- Problem a -
List every person named in the commentary that follows.

- Page -
Giorgio Mammoliti’s alarmist rantings on gun violence and crime are well-known. He wants to call in the army. The Toronto councillor has built a political career on pitting homeowners in his west end ward, which includes the Jane-Finch area, against lower-income folks who occupy social housing.

But with municipal elections around the corner – and his right-wing buddy Doug Ford now in the Premier’s office – Mammoliti’s angry diatribes have reached a new low.

Council’s biggest mouth is calling for the tearing down of social housing and likening those on social assistance in his ward to “cockroaches” that need to be scattered. Last week, in a campaign-style ad released on his Facebook page, Mammoliti pledged to take a sledgehammer to social housing himself.

“Saving our community begins with knocking down social housing,” the ad reads. “You deserve better.”

In an op-ed piece penned for the Toronto Sun in July, he offers some of his police state-style solutions to the recent spike in gun violence, which are described as tough-love initiatives – including bringing back the practice of carding by police. And dares “the usual social warrior activists and professional grant getters that feed off the misery of these neighbourhoods” to call him a racist.

Alright, then. Let’s put Mammoliti’s pronouncements, past and present, up against the Ontario Human Rights Commission’s (OHRC) definition of racism, racial discrimination and systemic racism.

“Race is a social construct. This means that society forms ideas of race based on geographic, historical, political, economic, social and cultural factors, as well as physical traits, even though none of these can be used to justify racial superiority or racial prejudice.”

While claiming to be proud to have grown up in Jane-Finch, Mammoliti trades in some of the worst stereotypes surrounding the area. He defended, for example, Minister of Community Safety and Corrections Michael Tibollo’s decision to wear a bulletproof vest during a ride-along with police in the neighbourhood shortly after a double shooting. Mammoliti responded to criticism of Tibollo by going out on a ride-along of his own wearing a bulletproof vest.

I also grew up in Jane-Finch, and somehow made it out alive without ever donning kevlar or taking a police escort. Thousands of people, some very successful like Jully Black and Dwight Drummond, have made it out of the neighbourhood without becoming, as described by Minister Tibollo, “bullet-ridden people in the middle of the night.”

The dehumanization of a community of racialized people by two privileged white men acting like war reporters in a militarized zone smacks of racism.

“Racism is a broader experience and practice than racial discrimination. Racism is a belief that one group is superior to others. Racism can be openly displayed in racial jokes, slurs or hate crimes. It can also be more deeply rooted in attitudes, values and stereotypical beliefs. In some cases, people don’t even realize they have these beliefs. Instead, they are assumptions that have evolved over time and have become part of systems and institutions, and also associated with the dominant group’s power and privilege.”

- Problem b -
From the records below, pull out every line that contains the word "white", treating uppercase and lowercase as distinct.

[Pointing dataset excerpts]
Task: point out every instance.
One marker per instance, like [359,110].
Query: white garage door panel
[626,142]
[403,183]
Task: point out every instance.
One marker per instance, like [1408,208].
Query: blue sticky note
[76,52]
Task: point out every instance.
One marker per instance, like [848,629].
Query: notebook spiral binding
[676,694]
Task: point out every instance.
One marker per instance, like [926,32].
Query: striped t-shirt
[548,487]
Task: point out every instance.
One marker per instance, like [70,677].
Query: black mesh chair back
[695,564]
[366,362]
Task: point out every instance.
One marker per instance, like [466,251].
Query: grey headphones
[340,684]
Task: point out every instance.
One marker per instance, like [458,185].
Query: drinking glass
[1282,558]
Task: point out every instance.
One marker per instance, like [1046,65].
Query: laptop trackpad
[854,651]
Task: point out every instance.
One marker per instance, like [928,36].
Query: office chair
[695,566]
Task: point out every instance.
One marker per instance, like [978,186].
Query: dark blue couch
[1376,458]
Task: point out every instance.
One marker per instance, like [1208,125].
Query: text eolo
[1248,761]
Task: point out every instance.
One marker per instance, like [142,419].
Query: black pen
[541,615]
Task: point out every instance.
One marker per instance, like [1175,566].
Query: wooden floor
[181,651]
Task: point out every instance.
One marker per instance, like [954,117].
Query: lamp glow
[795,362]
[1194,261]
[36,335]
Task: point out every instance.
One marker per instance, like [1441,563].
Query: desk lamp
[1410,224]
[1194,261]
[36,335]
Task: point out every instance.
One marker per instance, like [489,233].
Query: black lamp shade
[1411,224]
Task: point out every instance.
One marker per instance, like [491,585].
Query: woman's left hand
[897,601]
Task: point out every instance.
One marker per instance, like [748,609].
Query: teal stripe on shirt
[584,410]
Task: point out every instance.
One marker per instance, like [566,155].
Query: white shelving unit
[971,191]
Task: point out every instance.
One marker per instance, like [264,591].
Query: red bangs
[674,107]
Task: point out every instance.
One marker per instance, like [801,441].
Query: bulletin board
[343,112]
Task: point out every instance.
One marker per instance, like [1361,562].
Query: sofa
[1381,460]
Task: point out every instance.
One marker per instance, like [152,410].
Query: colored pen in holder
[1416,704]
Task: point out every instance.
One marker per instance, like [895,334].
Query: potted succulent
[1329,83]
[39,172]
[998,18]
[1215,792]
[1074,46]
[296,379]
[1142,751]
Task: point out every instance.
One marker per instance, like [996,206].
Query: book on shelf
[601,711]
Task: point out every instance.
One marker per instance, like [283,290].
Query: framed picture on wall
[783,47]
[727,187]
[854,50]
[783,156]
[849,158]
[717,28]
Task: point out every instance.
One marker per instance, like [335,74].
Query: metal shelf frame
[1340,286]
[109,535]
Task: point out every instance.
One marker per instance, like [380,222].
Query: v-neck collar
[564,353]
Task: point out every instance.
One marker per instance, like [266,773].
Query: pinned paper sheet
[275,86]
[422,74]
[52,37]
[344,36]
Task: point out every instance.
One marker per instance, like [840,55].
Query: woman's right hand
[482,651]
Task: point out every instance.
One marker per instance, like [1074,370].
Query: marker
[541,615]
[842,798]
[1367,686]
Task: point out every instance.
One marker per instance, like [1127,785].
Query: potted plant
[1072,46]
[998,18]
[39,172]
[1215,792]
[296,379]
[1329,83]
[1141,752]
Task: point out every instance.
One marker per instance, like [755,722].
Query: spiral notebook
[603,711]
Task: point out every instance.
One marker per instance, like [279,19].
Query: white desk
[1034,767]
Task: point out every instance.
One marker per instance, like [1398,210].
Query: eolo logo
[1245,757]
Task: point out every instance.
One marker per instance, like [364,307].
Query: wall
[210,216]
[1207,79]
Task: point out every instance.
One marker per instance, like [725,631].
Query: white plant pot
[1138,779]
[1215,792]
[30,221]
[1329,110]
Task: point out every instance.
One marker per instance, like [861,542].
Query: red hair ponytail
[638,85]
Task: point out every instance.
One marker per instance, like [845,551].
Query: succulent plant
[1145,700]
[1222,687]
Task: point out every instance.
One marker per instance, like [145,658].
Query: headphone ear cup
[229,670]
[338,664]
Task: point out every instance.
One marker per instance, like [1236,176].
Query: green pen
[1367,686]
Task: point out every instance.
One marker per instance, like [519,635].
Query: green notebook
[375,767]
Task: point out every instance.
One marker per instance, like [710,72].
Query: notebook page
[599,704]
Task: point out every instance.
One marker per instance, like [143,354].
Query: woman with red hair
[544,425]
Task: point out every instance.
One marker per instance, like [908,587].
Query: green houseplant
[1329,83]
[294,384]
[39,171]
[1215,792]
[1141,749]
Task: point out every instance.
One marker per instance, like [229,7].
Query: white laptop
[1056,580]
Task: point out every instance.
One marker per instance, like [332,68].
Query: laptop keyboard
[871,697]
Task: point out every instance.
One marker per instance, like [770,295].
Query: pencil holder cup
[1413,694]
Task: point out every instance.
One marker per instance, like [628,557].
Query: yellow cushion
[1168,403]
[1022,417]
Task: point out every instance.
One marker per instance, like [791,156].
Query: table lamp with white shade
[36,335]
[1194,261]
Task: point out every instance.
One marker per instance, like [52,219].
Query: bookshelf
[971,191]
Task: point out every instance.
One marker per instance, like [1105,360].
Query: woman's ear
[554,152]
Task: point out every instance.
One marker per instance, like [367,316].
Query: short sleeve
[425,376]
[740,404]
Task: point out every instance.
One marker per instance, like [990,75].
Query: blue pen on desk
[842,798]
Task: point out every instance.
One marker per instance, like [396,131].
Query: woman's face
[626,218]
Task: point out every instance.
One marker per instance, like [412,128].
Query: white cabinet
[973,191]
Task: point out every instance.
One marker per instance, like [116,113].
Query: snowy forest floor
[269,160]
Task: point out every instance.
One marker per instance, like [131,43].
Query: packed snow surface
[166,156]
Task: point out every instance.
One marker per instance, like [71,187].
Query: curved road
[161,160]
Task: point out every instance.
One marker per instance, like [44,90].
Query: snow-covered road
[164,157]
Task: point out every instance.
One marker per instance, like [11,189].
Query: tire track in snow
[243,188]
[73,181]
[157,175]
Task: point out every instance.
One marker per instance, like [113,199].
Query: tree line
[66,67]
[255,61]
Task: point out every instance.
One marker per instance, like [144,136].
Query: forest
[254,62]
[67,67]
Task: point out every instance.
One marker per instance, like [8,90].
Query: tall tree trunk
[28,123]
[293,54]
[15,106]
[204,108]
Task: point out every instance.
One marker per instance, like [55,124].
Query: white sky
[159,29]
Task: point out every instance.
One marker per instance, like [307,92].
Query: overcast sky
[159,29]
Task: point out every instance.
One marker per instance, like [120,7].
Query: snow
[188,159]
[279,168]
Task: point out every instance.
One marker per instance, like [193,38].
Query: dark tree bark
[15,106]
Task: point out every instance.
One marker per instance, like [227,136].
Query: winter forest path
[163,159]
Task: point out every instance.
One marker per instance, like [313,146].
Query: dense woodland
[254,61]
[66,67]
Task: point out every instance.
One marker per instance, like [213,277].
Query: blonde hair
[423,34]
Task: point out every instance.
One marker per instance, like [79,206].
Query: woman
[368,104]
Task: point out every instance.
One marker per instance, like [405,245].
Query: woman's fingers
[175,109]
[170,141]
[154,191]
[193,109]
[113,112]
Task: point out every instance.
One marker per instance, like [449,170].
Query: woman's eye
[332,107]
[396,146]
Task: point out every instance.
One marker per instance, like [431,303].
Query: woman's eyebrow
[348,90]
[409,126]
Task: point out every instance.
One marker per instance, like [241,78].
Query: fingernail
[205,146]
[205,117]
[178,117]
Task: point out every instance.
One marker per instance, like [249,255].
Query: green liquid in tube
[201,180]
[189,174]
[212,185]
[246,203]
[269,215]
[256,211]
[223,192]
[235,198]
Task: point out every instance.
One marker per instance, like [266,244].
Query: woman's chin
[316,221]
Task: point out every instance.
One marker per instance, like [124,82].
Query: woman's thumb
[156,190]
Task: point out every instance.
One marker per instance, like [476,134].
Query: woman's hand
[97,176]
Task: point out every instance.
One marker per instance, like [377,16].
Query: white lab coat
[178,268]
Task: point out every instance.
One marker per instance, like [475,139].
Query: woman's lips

- Output a -
Giorgio Mammoliti, Doug Ford, Michael Tibollo, Jully Black, Dwight Drummond

- Output b -
Query: white garage door panel
Query: white shelving unit
Query: white desk
Query: white plant pot
Query: white laptop
Query: table lamp with white shade
Query: white cabinet
Query: white sky
Query: white lab coat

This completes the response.